SOURCE DOCUMENT:

NOTE 9 - Fair Value Measurements and Disclosures about the Fair Value of Financial Instruments

 

The Fair Value Measurements and Disclosures Topic of the FASB ASC establishes a framework for measuring fair value and requires certain disclosures about fair value measurements. Its provisions do not apply to fair value measurements for purposes of lease classification and measurement, which is addressed in the Leases Topic of the FASB ASC.

 

Fair value is defined as the price that would be received to sell an asset or paid to transfer a liability in an orderly transaction between market participants in the principal or most advantageous market for the asset or liability at the measurement date (exit price). A three-level valuation hierarchy is required for disclosure of fair value measurements based upon the transparency of inputs to the valuation of an asset or liability as of the measurement date. The fair value hierarchy gives the highest priority to quoted prices (unadjusted) in active markets for identical assets or liabilities (Level 1) and the lowest priority to unobservable inputs (Level 3). The level in the fair value hierarchy within which the fair value measurement in its entirety falls is determined based on the lowest level input that is significant to the measurement in its entirety.

 

The three levels are defined as follows:

  • Level 1 – Inputs to the valuation are unadjusted quoted prices in active markets for identical assets or liabilities.

Dataset entries:

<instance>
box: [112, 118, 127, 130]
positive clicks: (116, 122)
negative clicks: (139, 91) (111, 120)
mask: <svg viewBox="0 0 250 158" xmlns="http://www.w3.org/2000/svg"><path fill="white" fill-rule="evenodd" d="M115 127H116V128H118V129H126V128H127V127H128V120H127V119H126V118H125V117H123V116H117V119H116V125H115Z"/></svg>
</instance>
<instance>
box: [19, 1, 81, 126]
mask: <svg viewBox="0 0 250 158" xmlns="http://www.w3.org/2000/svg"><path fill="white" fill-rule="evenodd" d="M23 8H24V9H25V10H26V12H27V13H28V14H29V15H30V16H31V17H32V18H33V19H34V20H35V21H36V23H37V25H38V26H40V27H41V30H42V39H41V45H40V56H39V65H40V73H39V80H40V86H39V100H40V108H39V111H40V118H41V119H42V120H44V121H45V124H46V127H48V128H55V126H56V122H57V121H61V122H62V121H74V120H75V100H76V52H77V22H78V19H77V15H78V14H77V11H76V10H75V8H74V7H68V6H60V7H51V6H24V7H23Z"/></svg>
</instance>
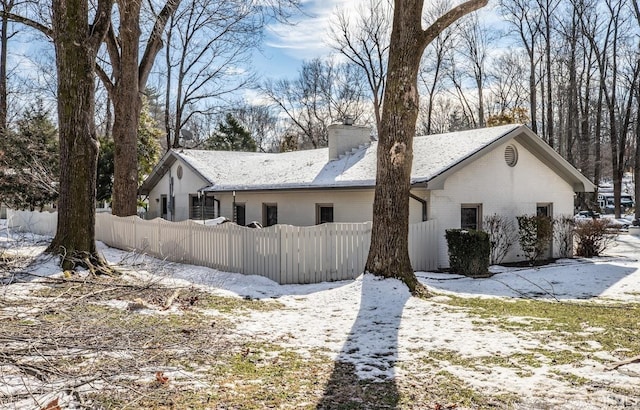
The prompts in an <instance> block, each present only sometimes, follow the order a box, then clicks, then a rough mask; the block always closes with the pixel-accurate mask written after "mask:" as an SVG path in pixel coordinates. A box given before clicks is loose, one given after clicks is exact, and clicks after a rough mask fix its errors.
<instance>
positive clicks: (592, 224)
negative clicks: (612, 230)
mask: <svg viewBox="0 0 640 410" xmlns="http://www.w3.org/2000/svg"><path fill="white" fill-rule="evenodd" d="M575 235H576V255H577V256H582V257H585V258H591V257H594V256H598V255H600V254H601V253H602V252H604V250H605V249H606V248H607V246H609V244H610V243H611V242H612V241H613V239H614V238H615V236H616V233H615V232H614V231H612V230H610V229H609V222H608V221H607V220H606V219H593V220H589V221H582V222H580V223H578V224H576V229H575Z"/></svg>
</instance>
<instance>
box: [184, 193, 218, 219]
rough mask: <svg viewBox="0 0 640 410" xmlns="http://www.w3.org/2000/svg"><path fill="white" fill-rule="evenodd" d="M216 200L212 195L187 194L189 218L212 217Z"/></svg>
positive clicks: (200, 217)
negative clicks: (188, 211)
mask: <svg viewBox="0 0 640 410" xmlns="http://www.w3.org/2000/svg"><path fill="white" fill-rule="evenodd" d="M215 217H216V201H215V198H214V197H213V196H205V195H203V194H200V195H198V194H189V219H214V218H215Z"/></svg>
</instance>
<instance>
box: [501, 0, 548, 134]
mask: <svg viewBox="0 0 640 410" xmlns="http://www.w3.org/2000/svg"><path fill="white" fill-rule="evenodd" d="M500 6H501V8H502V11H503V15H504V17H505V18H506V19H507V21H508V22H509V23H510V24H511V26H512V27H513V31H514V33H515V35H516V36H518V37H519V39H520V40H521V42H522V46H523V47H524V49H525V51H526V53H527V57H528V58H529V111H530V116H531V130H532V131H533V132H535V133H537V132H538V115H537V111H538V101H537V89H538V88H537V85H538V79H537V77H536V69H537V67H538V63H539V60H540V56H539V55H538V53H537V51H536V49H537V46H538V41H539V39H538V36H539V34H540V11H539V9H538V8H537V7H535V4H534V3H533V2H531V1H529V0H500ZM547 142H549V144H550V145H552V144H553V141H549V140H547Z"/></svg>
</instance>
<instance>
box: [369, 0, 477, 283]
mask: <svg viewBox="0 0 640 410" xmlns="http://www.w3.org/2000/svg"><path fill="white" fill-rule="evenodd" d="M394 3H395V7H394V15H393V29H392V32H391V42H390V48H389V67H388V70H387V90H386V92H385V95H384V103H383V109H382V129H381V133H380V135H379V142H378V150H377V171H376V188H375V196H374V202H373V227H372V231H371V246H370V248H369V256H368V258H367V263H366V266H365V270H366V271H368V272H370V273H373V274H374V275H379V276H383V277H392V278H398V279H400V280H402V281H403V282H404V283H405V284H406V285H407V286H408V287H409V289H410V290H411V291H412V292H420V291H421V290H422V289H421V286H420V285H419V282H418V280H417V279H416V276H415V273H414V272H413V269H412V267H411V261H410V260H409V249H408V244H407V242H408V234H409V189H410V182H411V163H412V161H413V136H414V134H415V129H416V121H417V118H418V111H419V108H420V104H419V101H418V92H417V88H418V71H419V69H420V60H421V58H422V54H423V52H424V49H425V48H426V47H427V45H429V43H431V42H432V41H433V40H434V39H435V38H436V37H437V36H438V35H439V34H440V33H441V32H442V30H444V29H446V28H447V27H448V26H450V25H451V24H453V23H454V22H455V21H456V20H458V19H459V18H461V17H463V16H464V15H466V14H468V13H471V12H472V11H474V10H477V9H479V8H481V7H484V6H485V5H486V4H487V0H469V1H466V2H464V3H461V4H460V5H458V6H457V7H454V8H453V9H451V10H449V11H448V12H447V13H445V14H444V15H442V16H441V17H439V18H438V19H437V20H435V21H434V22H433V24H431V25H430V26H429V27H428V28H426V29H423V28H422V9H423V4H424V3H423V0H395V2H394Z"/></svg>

...

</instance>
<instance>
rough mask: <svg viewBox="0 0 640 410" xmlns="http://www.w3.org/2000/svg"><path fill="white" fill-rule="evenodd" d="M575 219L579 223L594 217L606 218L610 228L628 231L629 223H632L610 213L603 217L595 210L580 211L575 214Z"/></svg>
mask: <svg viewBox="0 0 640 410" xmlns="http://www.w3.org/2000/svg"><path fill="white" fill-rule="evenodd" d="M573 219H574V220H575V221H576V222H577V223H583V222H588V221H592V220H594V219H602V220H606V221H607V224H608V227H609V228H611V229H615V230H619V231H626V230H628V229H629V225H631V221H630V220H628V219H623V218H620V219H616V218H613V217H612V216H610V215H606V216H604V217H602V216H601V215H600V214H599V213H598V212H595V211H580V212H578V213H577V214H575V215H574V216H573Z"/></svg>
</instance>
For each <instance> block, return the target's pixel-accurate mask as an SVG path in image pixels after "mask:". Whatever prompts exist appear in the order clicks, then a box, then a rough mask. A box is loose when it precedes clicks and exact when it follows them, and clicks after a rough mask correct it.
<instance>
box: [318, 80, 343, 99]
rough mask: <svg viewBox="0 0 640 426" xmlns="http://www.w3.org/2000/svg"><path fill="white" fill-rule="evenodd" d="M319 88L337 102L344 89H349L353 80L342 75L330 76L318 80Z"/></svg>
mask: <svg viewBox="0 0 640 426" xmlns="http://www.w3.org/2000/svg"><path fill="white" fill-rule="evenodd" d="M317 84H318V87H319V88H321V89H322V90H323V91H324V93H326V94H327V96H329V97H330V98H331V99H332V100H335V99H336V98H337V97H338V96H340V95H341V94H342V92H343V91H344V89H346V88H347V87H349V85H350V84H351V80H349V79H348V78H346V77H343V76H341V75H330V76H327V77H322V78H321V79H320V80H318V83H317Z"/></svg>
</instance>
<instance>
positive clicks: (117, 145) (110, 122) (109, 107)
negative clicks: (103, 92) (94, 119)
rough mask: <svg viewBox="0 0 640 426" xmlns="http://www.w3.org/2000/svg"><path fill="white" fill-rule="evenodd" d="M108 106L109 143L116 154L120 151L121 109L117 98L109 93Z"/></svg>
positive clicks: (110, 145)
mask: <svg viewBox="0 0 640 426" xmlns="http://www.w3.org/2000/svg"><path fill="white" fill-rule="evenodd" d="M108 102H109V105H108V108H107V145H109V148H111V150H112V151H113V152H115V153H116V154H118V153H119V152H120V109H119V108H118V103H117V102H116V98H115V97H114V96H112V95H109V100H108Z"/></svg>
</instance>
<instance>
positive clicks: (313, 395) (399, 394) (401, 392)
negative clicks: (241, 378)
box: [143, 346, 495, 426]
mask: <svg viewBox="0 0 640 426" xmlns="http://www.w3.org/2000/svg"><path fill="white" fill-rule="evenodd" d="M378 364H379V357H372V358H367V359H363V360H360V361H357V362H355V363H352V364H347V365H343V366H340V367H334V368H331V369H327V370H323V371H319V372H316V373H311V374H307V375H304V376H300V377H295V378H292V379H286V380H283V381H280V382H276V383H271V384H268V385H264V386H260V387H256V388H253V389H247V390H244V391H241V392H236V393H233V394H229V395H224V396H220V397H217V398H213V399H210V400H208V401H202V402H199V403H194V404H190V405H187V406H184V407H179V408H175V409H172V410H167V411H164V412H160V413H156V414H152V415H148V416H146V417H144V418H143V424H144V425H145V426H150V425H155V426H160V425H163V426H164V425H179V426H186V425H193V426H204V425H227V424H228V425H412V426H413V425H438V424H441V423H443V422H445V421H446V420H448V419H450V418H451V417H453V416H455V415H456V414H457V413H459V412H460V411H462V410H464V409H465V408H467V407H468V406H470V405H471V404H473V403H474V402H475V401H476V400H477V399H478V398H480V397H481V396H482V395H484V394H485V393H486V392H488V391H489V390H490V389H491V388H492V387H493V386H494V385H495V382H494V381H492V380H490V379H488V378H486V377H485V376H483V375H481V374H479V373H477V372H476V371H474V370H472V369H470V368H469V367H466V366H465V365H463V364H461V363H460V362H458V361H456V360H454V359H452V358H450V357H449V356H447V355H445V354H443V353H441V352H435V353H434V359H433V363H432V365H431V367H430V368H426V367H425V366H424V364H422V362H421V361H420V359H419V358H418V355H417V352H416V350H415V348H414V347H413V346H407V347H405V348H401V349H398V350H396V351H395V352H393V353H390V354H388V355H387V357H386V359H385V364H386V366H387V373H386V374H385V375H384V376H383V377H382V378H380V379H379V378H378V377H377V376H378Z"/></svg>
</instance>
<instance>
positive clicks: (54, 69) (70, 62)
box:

YOUR INSTRUCTIONS:
Please list every word or phrase that appears inside parentheses in the fair value note, in order of appearance. The fair value note alone is needed here, so the dataset entries can be set aside.

ANSWER SECTION:
exit price
unadjusted
Level 1
Level 3